● SOURCE EXTRACT
+++
5.3.1 Handle Responsibilities, Production Advice, Hot Path Contract

Responsibilities

  • process_data(data): Hot path encoding + routing + try_send to internal outbound queue (CPU-only)
  • Backpressure: If queue full, return PublishFailed (Rejection semantics propagate upstream, avoid unbounded accumulation)

Production Advice

  • Do not block in hot path:
    • No synchronous I/O;
    • No send().await waiting for queue; Avoid long lock holding or large allocation
  • All network I/O should sink to worker loop in Session::run() (Centralized governance, cancellable, reconnectable)

Why try_send?

Because process_data() runs on the data plane path of Gateway AppActor. If you await I/O or send().await waiting for queue availability here, it will "amplify" backpressure into overall throughput drop and latency jitter.

handle.rs
rust
//! MQTT data-plane handle implementation.
//!
//! IMPORTANT:
//! - `process_data()` must be CPU-only and non-blocking.
//! - All network I/O must happen in the session worker loop.

use crate::config::MqttPluginConfig;
use arc_swap::ArcSwapOption;
use async_trait::async_trait;
use ng_gateway_sdk::{
    envelope::EnvelopeKind,
    northward::payload::{build_context_ref, encode_uplink_payload_ref, UplinkEventKind},
    northward::template::render_template_serde,
    NorthwardData, NorthwardError, NorthwardHandle, NorthwardResult,
};
use std::sync::Arc;
use tokio::sync::mpsc;

/// Internal outbound publish request (created on hot path).
+++
(Collection entries)

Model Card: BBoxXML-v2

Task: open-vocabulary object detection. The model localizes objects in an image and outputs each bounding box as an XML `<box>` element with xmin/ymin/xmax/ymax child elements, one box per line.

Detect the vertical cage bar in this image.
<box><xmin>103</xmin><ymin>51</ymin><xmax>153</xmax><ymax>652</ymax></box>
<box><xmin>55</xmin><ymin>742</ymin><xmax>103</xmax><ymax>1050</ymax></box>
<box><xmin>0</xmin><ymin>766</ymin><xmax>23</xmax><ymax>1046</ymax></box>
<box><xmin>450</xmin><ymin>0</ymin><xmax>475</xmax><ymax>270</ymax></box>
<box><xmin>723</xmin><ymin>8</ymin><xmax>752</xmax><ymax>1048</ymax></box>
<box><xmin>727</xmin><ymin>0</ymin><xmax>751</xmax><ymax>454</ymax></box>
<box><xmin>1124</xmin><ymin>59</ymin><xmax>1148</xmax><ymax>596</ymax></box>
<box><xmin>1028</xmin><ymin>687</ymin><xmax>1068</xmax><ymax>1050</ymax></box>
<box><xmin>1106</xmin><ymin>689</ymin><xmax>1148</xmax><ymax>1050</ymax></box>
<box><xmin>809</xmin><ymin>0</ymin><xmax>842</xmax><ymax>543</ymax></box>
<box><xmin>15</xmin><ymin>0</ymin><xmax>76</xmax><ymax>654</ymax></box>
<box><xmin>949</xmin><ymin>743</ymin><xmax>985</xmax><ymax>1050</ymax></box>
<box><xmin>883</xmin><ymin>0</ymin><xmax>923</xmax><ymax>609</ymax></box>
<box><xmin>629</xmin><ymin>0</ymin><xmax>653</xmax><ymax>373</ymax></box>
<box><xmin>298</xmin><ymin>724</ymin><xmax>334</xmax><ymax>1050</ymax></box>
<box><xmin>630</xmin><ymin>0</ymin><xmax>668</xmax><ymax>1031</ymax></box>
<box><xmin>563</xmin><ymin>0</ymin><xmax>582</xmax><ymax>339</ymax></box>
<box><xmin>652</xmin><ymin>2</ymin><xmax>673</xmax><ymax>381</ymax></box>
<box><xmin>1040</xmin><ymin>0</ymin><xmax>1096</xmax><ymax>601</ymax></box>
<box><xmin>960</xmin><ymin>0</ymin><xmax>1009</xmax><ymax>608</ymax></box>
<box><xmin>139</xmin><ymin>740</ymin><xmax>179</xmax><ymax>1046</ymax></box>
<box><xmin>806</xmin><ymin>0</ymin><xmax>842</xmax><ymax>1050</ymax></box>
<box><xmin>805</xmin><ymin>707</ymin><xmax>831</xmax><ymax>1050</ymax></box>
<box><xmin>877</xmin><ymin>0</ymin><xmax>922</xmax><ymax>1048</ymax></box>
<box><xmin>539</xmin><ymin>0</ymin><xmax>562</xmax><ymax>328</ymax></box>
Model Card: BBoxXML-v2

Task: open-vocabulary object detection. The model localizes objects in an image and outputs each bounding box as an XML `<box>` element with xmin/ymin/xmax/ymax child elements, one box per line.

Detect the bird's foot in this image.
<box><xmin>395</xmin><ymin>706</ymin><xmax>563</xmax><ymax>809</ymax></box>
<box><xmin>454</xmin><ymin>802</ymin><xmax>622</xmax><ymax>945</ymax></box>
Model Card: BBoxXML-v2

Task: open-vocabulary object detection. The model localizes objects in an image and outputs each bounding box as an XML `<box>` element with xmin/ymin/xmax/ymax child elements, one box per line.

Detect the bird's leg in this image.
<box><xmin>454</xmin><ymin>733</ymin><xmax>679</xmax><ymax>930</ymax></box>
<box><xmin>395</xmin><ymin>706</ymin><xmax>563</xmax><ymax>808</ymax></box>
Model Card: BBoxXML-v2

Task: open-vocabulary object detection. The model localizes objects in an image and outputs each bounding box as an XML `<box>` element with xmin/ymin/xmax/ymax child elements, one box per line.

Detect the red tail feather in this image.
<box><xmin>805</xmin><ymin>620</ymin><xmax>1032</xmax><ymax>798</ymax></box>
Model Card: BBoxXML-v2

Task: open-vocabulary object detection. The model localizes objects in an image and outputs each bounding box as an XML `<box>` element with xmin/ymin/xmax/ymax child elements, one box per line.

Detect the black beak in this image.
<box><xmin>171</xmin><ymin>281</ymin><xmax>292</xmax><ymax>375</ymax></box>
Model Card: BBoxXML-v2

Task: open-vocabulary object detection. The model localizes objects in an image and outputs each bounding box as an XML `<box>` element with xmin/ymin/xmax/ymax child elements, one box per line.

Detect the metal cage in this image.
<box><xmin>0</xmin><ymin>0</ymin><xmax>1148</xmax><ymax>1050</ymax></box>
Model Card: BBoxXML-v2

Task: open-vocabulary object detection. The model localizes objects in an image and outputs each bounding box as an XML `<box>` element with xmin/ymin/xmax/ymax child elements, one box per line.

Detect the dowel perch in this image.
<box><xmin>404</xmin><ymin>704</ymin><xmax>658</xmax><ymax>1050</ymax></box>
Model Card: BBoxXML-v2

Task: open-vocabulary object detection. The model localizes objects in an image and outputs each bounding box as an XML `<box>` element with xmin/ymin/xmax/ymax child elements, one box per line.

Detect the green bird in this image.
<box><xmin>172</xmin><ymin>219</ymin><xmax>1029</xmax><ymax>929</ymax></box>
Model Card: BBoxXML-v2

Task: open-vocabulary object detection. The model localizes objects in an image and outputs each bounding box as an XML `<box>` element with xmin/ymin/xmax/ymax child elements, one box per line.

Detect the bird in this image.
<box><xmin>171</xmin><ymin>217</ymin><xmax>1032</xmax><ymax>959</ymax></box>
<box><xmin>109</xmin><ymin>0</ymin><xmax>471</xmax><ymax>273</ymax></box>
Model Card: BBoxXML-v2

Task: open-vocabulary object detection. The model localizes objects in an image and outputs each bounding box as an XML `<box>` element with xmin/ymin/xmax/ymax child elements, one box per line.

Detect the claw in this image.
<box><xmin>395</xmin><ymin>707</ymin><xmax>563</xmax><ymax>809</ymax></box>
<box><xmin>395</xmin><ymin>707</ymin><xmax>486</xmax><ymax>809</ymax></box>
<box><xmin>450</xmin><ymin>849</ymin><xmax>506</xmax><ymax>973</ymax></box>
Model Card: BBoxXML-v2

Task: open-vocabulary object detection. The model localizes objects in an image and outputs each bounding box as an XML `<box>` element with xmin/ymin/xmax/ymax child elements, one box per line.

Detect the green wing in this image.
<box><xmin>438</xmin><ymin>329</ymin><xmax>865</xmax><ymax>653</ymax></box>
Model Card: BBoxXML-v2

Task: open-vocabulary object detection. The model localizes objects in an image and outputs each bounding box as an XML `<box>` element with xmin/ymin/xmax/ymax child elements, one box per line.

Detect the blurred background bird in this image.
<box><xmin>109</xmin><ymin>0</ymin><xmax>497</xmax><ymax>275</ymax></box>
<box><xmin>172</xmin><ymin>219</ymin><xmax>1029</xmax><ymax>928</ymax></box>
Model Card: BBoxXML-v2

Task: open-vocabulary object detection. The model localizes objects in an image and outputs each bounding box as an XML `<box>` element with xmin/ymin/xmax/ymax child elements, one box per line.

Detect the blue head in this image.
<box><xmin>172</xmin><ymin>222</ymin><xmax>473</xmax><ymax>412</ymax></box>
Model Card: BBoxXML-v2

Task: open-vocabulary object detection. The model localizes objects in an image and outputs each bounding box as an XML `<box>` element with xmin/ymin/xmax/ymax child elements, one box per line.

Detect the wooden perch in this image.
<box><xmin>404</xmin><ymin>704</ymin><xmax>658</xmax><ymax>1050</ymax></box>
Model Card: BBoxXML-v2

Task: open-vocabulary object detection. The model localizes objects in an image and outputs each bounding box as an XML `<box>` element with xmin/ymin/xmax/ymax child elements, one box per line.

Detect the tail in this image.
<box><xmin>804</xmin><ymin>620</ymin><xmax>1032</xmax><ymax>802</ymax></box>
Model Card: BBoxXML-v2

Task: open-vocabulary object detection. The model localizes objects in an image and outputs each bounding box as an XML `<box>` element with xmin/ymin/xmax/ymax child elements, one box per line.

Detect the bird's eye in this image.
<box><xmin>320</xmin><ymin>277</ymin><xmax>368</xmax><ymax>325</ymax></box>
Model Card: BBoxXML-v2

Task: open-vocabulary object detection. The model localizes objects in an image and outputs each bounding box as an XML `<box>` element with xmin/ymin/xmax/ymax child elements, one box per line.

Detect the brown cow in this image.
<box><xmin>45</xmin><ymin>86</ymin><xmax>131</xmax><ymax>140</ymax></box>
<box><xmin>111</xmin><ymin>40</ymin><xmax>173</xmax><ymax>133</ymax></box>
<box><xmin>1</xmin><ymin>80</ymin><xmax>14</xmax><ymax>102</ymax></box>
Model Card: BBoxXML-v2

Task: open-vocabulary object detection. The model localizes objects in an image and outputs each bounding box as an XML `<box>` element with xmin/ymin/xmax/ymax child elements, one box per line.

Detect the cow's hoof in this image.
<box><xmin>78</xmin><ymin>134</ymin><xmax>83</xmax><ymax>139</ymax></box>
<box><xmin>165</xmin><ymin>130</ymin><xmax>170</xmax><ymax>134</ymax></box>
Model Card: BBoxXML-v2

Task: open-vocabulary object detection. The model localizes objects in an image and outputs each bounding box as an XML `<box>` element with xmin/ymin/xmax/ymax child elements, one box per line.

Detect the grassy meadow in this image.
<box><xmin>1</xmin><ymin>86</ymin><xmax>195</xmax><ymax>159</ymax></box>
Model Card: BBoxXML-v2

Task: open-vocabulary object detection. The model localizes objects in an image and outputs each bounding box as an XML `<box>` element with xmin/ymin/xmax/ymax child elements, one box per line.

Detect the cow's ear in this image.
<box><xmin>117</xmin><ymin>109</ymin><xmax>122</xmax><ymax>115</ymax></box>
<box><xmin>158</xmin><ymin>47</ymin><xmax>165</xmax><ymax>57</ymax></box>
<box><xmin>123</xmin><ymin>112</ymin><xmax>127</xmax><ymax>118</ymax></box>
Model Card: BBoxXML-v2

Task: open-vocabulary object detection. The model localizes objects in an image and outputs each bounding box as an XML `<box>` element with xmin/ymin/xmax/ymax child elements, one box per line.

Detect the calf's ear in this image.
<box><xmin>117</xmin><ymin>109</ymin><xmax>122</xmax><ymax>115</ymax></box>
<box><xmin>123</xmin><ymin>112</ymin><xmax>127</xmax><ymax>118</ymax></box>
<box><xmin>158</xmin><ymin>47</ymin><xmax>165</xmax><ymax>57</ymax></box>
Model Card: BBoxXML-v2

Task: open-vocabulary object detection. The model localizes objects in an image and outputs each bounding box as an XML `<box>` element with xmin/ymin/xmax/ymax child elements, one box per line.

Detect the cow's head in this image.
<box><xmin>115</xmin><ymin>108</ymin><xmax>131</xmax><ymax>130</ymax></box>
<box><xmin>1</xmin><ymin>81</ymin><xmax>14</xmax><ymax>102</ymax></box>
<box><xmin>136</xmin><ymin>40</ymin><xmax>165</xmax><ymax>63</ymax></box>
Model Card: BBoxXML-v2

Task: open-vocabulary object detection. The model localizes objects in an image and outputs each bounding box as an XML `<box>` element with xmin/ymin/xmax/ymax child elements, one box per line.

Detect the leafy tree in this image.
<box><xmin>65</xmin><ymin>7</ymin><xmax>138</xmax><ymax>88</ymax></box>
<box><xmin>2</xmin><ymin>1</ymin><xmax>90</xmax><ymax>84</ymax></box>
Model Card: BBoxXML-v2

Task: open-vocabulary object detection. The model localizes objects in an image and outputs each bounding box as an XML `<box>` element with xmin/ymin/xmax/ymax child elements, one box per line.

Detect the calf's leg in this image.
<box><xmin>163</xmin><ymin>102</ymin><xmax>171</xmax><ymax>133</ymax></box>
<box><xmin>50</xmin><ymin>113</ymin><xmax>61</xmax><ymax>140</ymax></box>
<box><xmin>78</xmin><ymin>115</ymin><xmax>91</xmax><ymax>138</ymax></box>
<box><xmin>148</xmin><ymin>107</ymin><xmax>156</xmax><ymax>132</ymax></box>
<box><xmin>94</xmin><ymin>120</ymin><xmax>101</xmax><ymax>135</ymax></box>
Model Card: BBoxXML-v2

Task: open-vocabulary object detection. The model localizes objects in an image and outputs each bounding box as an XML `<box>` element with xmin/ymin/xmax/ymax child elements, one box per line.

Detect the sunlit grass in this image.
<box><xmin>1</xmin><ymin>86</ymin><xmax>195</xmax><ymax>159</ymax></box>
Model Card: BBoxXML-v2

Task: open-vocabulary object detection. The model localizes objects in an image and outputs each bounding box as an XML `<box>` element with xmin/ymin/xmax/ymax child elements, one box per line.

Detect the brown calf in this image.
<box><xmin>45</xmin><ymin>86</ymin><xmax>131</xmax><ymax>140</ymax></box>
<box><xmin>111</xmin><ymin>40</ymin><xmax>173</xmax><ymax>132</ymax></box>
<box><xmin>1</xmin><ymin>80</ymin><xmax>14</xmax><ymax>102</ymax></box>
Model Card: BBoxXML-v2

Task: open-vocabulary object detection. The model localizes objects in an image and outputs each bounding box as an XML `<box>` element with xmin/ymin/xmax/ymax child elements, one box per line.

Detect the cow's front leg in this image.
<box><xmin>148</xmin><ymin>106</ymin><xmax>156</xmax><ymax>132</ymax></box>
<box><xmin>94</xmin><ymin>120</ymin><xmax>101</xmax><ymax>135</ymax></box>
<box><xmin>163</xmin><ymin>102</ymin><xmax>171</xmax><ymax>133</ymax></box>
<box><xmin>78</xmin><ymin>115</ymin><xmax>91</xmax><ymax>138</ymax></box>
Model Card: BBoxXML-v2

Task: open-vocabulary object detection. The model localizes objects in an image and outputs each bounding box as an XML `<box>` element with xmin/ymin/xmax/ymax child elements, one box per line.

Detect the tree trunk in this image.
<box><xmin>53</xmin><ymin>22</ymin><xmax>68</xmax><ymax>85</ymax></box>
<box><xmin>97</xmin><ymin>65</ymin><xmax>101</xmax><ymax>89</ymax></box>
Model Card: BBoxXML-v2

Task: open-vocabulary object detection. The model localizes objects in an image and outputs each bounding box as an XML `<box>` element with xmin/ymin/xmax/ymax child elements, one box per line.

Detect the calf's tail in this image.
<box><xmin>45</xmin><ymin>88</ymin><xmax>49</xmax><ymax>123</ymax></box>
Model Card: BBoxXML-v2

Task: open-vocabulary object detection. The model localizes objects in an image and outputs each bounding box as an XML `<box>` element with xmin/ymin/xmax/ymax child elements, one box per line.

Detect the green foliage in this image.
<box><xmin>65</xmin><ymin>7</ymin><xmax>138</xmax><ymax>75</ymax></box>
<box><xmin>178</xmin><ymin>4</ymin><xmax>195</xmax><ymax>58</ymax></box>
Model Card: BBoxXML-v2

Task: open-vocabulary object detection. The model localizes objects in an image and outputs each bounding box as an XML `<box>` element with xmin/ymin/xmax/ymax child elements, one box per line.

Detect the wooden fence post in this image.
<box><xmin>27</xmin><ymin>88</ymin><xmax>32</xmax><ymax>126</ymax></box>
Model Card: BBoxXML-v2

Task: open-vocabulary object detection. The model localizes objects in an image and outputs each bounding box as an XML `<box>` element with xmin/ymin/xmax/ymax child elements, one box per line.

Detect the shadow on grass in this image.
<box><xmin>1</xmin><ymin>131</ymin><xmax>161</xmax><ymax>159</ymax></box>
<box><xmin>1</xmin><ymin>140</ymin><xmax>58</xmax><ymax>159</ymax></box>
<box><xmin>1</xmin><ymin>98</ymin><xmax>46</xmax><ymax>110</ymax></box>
+++
● YOUR TASKS
1. According to the MQTT handle excerpt, what does process_data return when the internal outbound queue is full?
2. Write what follows the last line of the MQTT handle excerpt.

● ANSWERS PER TASK
1. PublishFailed

2.
#[derive(Debug, Clone)]
pub(crate) struct OutboundPublish {
    /// MQTT topic to publish to (recommended: low-cardinality).
    pub(crate) topic: String,
    pub(crate) payload: Vec<u8>,
    pub(crate) ts_ms: i64,
}

pub struct MqttHandle {
    config: Arc<MqttPluginConfig>,
    app_id: i32,
    app_name: Arc<str>,
    plugin_type: Arc<str>,
    runtime: Arc<dyn ng_gateway_sdk::NorthwardRuntimeApi>,
    outbound: ArcSwapOption<mpsc::Sender<OutboundPublish>>,
    reconnect: std::sync::OnceLock<ng_gateway_sdk::supervision::ReconnectHandle>,
}

impl MqttHandle {
    /// Create a data-plane handle that will be reused across attempts.
    ///
    /// Attempt-scoped resources (outbound sender, reconnect handle) are attached/detached
    /// by `Session::init/run`.
    pub fn new(
        config: Arc<MqttPluginConfig>,
        app_id: i32,
        app_name: Arc<str>,
        runtime: Arc<dyn ng_gateway_sdk::NorthwardRuntimeApi>,
    ) -> Self {
        Self {
            config,
            app_id,
            app_name,
            plugin_type: Arc::<str>::from("mqtt"),
            runtime,
            outbound: ArcSwapOption::from(None),
            reconnect: std::sync::OnceLock::new(),
        }
    }

    #[inline]
    pub(crate) fn set_reconnect(&self, reconnect: ng_gateway_sdk::supervision::ReconnectHandle) {
        let _ = self.reconnect.set(reconnect);
    }

    #[inline]
    pub(crate) fn attach_outbound(&self, outbound_tx: mpsc::Sender<OutboundPublish>) {
        self.outbound.store(Some(Arc::new(outbound_tx)));
    }

    #[inline]
    pub(crate) fn detach_outbound(&self) {
        self.outbound.store(None);
    }

    #[inline]
    fn load_outbound(&self) -> NorthwardResult<Arc<mpsc::Sender<OutboundPublish>>> {
        self.outbound
            .load_full()
            .ok_or(NorthwardError::NotConnected)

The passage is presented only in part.